Text shown:
********************
Boredom through this lens isn’t the absence of activity - it’s the absence of meaningful engagement.
So, from work to your personal life, what is your boredom signalling to you?
2. Boredom as a motivational signal
Research published in journals such as Nature Human Behaviour suggests boredom functions much like hunger:
Hunger signals you need food.
Boredom signals you need meaning, novelty or challenge.
It pushes you to:
Seek new goals
Reassess direction
Change environments
Increase stimulation
It is evolutionarily adaptive, preventing stagnation. If you’re experiencing a strong sense of boredom, it’s likely not a dysfunction, but a redirection.
3. Boredom and creative breakthroughs
More than simply a signal, boredom propels new ideas.
In a popular study on boredom, creativity and cognitive processes, Sandi Mann at the University of Central Lancashire, engaged participants to complete a deliberately boring task. They copied phone numbers from a directory. Following this, those who were primed with the mundane task performed better on creative tasks than participants who weren’t preconditioned for boredom.
Boredom works more brilliantly than we might realise, because it increases:
Mind wandering
Default mode network activation
Associative thinking
This means when the brain is unstimulated externally, it begins stimulating internally. This is why some of our best ideas happen in the shower, on long walks or wi-fi free flights. Boredom creates cognitive white space - the blank canvas for new ideas to come to life.
4. The search for meaning
Research by Wijnand van Tilburg and Eric Igou shows boredom increases the desire for meaningful activities.
In experiments, bored participants were more likely to:
Express pro-social intentions
Engage in value-driven behaviours
Seek purpose
There is a reason why we judge boredom in ourselves, and perhaps others, so harshly. Boredom creates discomfort around meaninglessness. But it’s that very discomfort that pushes you toward what feels significant.
Before I started working in personal brand coaching and consulting, I spent over a decade working for some of the most high-energy brands in the local business scene It always felt like a dream job for the first few years, until it didn’t. No matter how big and exciting the campaigns, the predictable calendars would start to feel too familiar. New projects, the ones that actually moved the needle or stimulated learning, however, brought new energy to all involved. Now, I love the stimulation of working with clients Australia-wide across diverse industries.
By ticking predictable boxes, it’s easy to feel busy without making any meaningful progress. Any boredom you might be feeling could, however, be a sign that you’re ready for a:
Career pivot
Brand reinvention
Creative expansion.
5. Boredom in action
To boost your boredom, try less:
Scrolling
Mulitasking
Schedulling
Alternatively, make space for more downtime:
Sitting in silence
Meditation
Long walks
Neuroscience research shows that during low external stimulation, the brain activates the default mode network (DMN).
The DMN is associated with:
Self-referential thinking
Identity processing
Future planning
Memory integration
Constant stimulation suppresses this network, while making space for low-stimulation downtime activates it.
Boredom reimagined
Boredom isn’t a flaw; it’s a signal. From Einstein’s daydreams to Rowling’s train-bound epiphany, some of the world’s greatest ideas have emerged not in frantic busyness, but in the quiet stretches of undirected thought. Science now confirms what these innovators knew intuitively: boredom sparks mind wandering, creative breakthroughs and the search for meaning.
So, the next time you find yourself staring at the ceiling or waiting in silence, don’t rush to fill the void. Instead, lean into it. Let your mind drift, wander and explore. That pause might just be the space where your next brilliant idea, your next career pivot, or your next bold personal reinvention begins.
Boredom isn’t nothing - it’s everything you haven’t discovered yet.
********************
Supplied information:
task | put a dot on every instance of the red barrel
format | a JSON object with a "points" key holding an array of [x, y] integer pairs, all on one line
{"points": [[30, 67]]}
********************
Stated task:
Answer these questions from the text on boredom.
1. In the study by Sandi Mann, what deliberately boring task did participants complete?
2. According to research by Wijnand van Tilburg and Eric Igou, what does boredom increase?
3. What network does the brain activate during low external stimulation?
The data here has no connection to the text on boredom.

Right answer:
1. They copied phone numbers from a directory.
2. The desire for meaningful activities.
3. The default mode network (DMN).